WHAT IS NEEDED = Starting with the line that contains "Would you be so kind as to locate the black leather" and continuing through the last line of the items below, reproduce those lines as a numbered list with any blank lines left out.

EXERCISE INPUTS =
+===+

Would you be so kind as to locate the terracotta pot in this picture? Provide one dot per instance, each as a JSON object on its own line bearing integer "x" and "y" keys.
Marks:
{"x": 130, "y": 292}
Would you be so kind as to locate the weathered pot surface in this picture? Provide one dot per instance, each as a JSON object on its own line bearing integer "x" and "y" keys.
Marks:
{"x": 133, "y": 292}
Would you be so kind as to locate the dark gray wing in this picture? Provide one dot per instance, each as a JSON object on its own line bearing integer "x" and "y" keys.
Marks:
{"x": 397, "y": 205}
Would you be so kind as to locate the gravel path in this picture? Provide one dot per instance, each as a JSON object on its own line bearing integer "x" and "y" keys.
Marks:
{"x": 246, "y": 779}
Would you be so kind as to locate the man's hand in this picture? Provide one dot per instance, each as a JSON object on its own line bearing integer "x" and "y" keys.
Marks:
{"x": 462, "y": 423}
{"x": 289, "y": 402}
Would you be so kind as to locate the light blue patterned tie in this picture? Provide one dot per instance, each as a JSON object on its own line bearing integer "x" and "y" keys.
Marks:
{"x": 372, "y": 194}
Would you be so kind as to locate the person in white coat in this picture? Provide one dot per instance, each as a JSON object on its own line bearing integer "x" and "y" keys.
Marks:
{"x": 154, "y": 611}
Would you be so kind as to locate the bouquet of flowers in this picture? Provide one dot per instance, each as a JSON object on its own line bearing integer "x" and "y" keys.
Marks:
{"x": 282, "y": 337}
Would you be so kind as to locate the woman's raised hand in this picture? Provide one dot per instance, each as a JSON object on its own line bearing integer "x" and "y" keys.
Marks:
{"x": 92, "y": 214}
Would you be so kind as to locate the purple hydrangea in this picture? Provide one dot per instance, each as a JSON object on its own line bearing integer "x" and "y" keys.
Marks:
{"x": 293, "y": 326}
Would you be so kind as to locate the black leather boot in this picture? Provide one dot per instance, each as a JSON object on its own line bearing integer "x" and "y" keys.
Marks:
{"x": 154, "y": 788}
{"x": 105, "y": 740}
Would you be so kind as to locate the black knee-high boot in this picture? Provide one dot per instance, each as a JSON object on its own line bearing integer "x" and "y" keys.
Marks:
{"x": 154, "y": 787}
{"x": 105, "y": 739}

+===+

COMPLETE ANSWER =
1. Would you be so kind as to locate the black leather boot in this picture? Provide one dot per instance, each as a JSON object on its own line bearing integer "x" and "y" keys.
2. Marks:
3. {"x": 154, "y": 788}
4. {"x": 105, "y": 740}
5. Would you be so kind as to locate the black knee-high boot in this picture? Provide one dot per instance, each as a JSON object on its own line bearing integer "x" and "y" keys.
6. Marks:
7. {"x": 154, "y": 787}
8. {"x": 105, "y": 739}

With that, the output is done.